* **Text passage**
——————

In reference now to FIG. 10, a flowchart illustrates a procedure 1000 for augmented reality assisted shopping in accordance to an embodiment of the invention. A user obtains 1002 a graphical representation of a scene of a local environment using a sensor of a mobile device. The user selects 1004 a tangible object while shopping via the mobile device, typically selecting the object via a network service. A graphical representation of a tangible object is obtained 1006 via a network using the mobile device, and the graphic representation of the object is displayed 1008 with the graphical representation of the scene so that the appearance of the tangible object in the scene is simulated. The user may select 1010 additional objects, in which case the process of obtaining 1006 and displaying 1008 the additional objects continues.

The foregoing description of the exemplary embodiments of the invention has been presented for the purposes of illustration and description. It is not intended to be exhaustive or to limit the invention to the precise form disclosed. Many modifications and variations are possible in light of the above teaching. It is intended that the scope of the invention be limited not with this detailed description, but rather determined by the claims appended hereto.

Claims

1. A method comprising:

facilitating shopping for a tangible object via a network using a mobile device;

obtaining a graphical representation of a scene of a local environment using a sensor of the mobile device;

obtaining, via the network, graphical object data that enables a three-dimensional representation of the tangible object to be rendered on the mobile device, wherein the graphical object data is obtained in response to a shopping selection; and

displaying, via the mobile device, the three-dimensional representation of the tangible object with the graphical representation of the scene so that the appearance of the tangible object in the scene is simulated.

2. The method of claim 1, further comprising:

facilitating user selection of a plurality of tangible objects;

obtaining a plurality of graphical object data that enables a three-dimensional representation of each of the plurality of tangible objects to be rendered on the mobile device;

displaying each three-dimensional representation with the graphical representation of the scene so that the appearance of each of the plurality of tangible objects is simulated in the scene, one after another, in response to user selections.

3. The method of claim 1, wherein obtaining the graphical representation of the scene comprises capturing a still image via a camera of the mobile device.

4. The method of claim 1, wherein obtaining the graphical representation of the scene comprises capturing a video data via a video camera of the mobile device.

5. The method of claim 4, further comprising updating the graphic representation of the object based on changes in a camera view of the mobile device.

6. The method of claim 1, wherein the tangible object comprises a surface covering, and wherein displaying the three-dimensional representation of the tangible object comprises overlaying the three-dimensional representation on a surface detected in the scene.

7. The method of claim 1, further comprising sending the graphical representation of the scene to a service element via the network, and wherein obtaining the three-dimensional representation of the tangible object is facilitated in response to the sending of the representation of the scene.

8. The method of claim 7, further comprising receiving geometry data of the scene from the service element via the network in response to sending the graphical representation of the scene, wherein the geometry data assists the mobile device in accurately displaying the three-dimensional representation of the tangible object with the graphical representation of the scene.

9. The method of claim 7, further comprising establishing a voice call with an operator with access to the service element, and wherein the operator facilitates obtaining the three-dimensional representation of the tangible object in response to the sending of the representation of the scene.

——————

* **Task 1**
Can you repeat the entries verbatim, everything from the line containing "Target: fallen tree trunk" down through the last of the entries, both ends included, leaving out the pictures?

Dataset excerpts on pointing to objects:
——————

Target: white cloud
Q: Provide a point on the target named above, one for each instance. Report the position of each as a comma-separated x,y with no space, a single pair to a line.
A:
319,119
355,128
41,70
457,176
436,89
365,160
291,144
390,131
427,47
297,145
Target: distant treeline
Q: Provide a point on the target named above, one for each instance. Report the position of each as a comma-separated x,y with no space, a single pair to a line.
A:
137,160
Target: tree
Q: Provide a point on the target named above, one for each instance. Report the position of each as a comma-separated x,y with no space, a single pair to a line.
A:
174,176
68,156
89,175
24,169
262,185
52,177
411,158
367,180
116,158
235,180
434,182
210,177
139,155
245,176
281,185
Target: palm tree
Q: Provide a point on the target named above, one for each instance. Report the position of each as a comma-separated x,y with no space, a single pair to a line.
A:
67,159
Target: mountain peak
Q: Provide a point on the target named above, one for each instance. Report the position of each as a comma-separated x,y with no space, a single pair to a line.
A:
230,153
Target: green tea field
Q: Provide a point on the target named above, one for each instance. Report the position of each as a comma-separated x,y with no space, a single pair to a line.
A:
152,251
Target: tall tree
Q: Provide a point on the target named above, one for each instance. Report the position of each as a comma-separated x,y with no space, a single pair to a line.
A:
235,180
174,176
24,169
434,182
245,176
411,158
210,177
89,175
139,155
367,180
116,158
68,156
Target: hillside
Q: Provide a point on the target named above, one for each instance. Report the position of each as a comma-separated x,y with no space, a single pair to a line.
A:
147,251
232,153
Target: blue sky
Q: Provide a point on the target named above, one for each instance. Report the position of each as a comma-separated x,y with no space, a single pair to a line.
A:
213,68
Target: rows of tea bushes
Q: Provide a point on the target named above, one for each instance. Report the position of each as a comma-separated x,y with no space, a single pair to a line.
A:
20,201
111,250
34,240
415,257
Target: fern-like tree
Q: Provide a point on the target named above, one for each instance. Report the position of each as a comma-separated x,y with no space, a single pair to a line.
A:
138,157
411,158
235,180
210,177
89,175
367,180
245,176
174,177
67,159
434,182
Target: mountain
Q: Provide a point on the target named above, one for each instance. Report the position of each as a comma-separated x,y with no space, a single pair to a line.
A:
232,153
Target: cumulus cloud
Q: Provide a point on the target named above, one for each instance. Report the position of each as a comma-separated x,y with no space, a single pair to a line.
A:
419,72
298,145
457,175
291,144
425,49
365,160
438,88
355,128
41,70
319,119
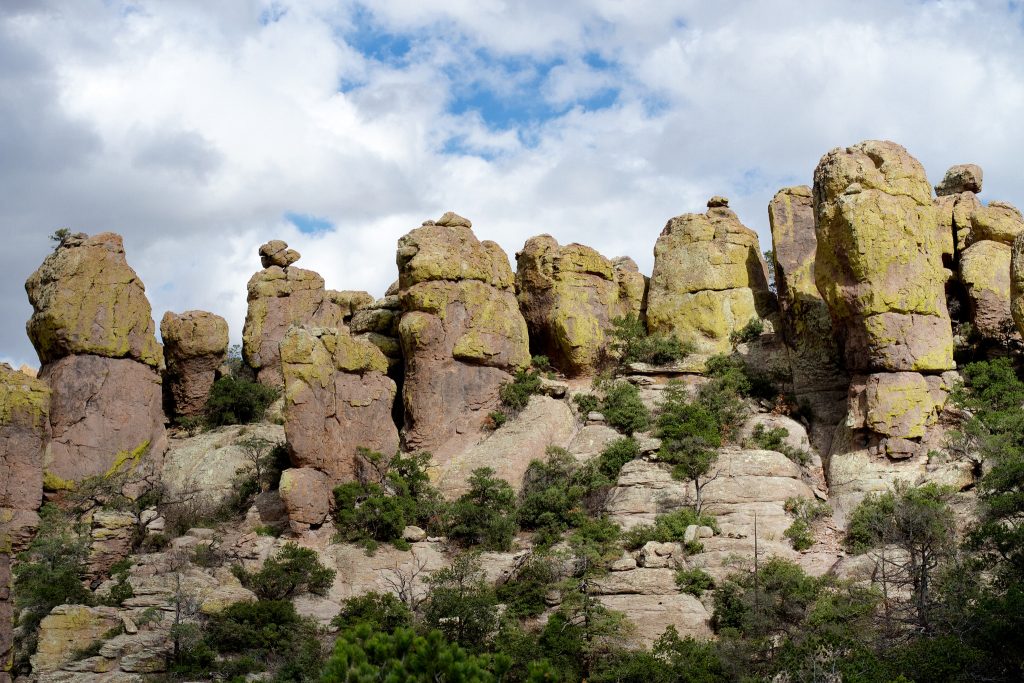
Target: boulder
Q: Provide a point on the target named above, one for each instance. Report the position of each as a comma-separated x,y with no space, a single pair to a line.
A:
568,296
101,412
337,399
961,178
509,451
195,346
283,296
879,263
710,279
984,271
815,355
461,333
306,496
86,299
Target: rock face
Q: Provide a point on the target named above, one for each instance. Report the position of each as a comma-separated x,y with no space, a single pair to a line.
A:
281,296
568,296
91,328
195,345
879,260
24,430
461,333
710,279
337,399
86,299
815,356
100,410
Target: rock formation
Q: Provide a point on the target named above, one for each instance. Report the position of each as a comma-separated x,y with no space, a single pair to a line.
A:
461,332
710,279
195,345
92,329
24,430
815,357
281,296
568,296
338,398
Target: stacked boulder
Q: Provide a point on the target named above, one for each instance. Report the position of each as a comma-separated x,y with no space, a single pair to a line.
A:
815,356
93,331
880,267
568,296
338,398
710,279
281,296
461,331
983,236
195,346
24,431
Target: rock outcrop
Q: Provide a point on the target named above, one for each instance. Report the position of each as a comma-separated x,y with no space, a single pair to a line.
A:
461,333
24,430
815,356
92,329
710,279
338,398
879,261
86,299
195,345
281,296
568,296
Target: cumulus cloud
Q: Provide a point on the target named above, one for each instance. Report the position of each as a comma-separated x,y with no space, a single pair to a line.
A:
199,130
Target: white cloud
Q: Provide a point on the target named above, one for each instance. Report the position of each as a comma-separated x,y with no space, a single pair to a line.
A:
193,127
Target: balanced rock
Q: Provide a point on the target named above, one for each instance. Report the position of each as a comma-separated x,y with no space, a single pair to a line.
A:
461,333
710,279
879,260
961,178
92,329
568,296
276,253
815,356
337,399
86,299
280,297
195,345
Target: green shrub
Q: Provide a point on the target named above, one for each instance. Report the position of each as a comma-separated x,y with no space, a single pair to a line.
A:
694,581
615,455
382,611
750,332
631,343
669,527
292,571
485,514
587,402
515,394
235,400
623,409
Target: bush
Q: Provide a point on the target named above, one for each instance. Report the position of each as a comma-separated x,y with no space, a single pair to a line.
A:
235,400
292,571
382,611
670,527
631,343
615,455
587,403
624,410
694,581
485,514
515,394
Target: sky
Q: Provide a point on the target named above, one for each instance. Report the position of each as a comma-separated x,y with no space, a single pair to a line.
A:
199,130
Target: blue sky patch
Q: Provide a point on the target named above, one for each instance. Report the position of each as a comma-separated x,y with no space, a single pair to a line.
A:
307,223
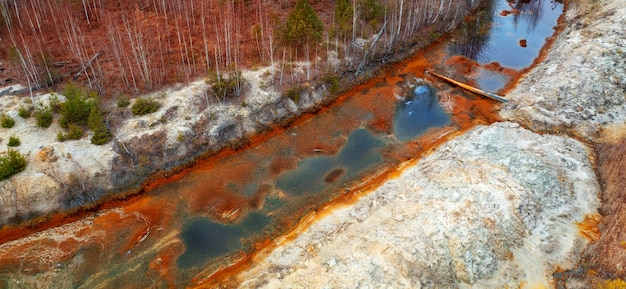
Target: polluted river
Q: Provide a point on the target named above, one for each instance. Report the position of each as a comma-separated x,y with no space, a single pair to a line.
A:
218,213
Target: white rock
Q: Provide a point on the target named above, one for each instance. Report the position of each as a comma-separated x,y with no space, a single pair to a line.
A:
494,207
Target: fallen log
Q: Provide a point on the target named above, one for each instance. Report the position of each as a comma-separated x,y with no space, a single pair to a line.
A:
470,88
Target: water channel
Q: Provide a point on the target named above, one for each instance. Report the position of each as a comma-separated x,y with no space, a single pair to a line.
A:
228,206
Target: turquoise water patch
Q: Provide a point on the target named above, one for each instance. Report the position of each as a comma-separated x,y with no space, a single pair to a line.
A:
416,114
360,152
205,239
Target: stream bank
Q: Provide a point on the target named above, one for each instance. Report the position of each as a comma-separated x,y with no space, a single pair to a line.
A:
463,217
74,175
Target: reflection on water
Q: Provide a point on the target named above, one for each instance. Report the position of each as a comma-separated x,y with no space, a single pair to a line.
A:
206,239
418,113
226,207
491,81
495,34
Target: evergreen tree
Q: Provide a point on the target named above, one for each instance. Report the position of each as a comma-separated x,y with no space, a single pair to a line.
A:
303,26
343,16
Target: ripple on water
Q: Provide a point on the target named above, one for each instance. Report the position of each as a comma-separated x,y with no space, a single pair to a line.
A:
419,112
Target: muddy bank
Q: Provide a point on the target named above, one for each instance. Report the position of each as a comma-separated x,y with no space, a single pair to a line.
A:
495,207
410,233
580,90
189,126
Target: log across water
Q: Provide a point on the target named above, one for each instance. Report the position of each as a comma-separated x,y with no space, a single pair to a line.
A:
227,207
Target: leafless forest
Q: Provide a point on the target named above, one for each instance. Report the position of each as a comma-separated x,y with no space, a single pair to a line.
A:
133,46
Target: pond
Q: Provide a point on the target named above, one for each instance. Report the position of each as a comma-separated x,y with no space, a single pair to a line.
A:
228,206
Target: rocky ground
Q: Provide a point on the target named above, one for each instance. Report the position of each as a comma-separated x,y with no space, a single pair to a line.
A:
504,205
495,207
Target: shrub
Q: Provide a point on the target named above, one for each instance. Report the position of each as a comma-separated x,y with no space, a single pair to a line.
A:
101,137
24,112
7,121
77,107
74,132
11,163
144,106
123,102
226,85
333,82
54,103
96,124
14,141
43,117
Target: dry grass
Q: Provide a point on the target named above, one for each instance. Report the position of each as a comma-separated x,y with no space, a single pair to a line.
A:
607,256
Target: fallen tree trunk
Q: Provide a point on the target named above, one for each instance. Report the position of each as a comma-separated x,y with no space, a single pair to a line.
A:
470,88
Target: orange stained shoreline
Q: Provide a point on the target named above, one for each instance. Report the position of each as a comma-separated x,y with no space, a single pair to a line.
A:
467,112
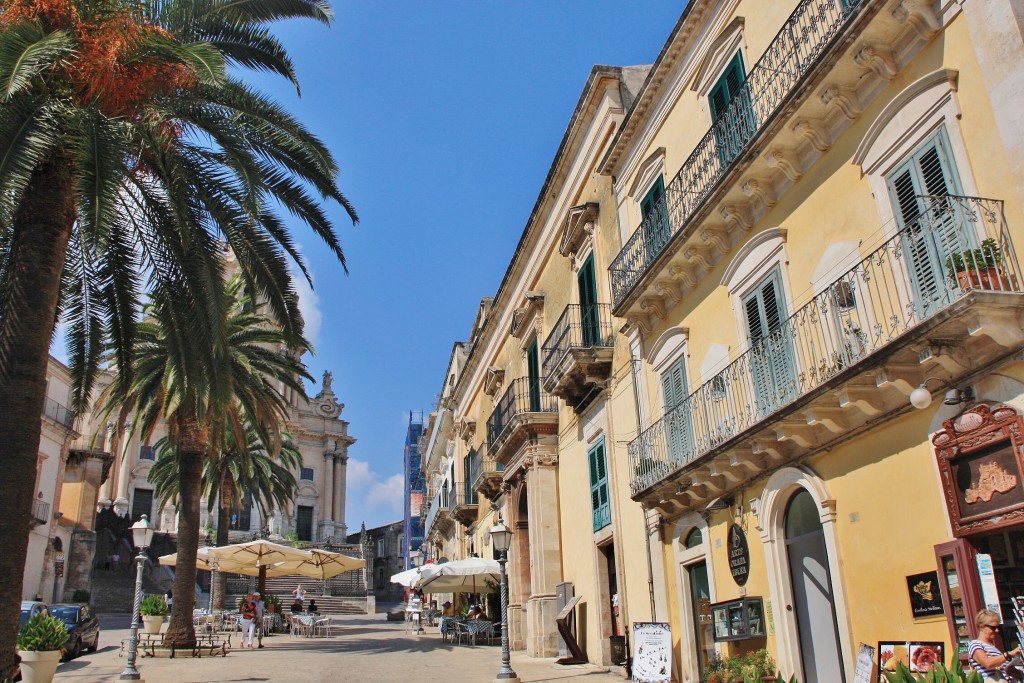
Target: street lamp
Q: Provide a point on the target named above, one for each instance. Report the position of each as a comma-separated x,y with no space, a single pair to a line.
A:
501,537
141,535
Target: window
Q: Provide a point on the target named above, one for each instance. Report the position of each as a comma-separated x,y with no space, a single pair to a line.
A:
655,218
930,229
772,361
599,486
534,374
590,318
677,415
732,118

——————

* **Task 2**
Would you continue the patent text on augmented reality assisted shopping from where it stops?

* **Written response 1**
Target: fallen tree trunk
Q: Provide a point on the target named above, one for each instance. Report the position of each as a comma-separated x,y with no space, a single pair to a line.
A:
470,88
Target: orange stained shoreline
Q: Provide a point on the target named above, one for each instance. Report the position of each as a comma-separated x,y with no space, a single pair to a line.
A:
467,112
Target: street lamp
Q: Provide a point on the target named above, one for each instance. Report the position of each as a comma-separated x,y with no space, a single pair to a line.
A:
501,537
141,535
Target: window
Q: Provide a point on the target named above, one for each instance. Report the position of each as a comma-separated x,y with no space, a single pair to a line.
A:
655,218
930,229
772,361
599,486
534,374
590,318
677,415
732,118

* **Written response 2**
10. The method of claim 1, further comprising facilitating the purchase of the tangible object via the mobile device in response to a user selection of the graphical representation of the tangible object.

11. A mobile device comprising:

a sensor;

a display;

a network interface capable of communicating via a network;

a processor coupled to the network interface, the sensor, and the display; and

a memory coupled to the processor, the memory including instructions that cause the processor to, facilitate shopping for a tangible object via the network; obtain a graphical representation of a scene of a local environment using the sensor; obtain, via the network, graphical object data that enables a three-dimensional representation of the tangible object to be rendered on the display, wherein the graphical object data is obtained in response to a shopping selection; and present on the display the three-dimensional representation of the tangible object with the graphical representation of the scene so that the appearance of the tangible object in the scene is simulated.

12. The mobile device of claim 11, wherein the instructions cause the processor to obtain the graphical object data in response to a selection of the tangible object made during the shopping via the mobile device.

13. The mobile device of claim 11, wherein the sensor comprises a still camera, and wherein obtaining the graphical representation of the scene comprises capturing a still image via the still camera.

14. The mobile device of claim 11, wherein the sensor comprises a video camera, and wherein obtaining the graphical representation of the scene comprises capturing a video image via the video camera.

15. The mobile device of claim 14, wherein the instructions further cause the processor to update the three-dimensional representation of the tangible object on the display based on changes in a camera view of the mobile device.

16. The mobile device of claim 15 further comprising a location sensor, and wherein the changes in the camera view are detected via the location sensor.

17. The mobile device of claim 11, wherein the tangible object comprises a surface covering, and wherein the instructions further cause the processor to overlay the three-dimensional representation of the tangible object on a surface detected in the scene.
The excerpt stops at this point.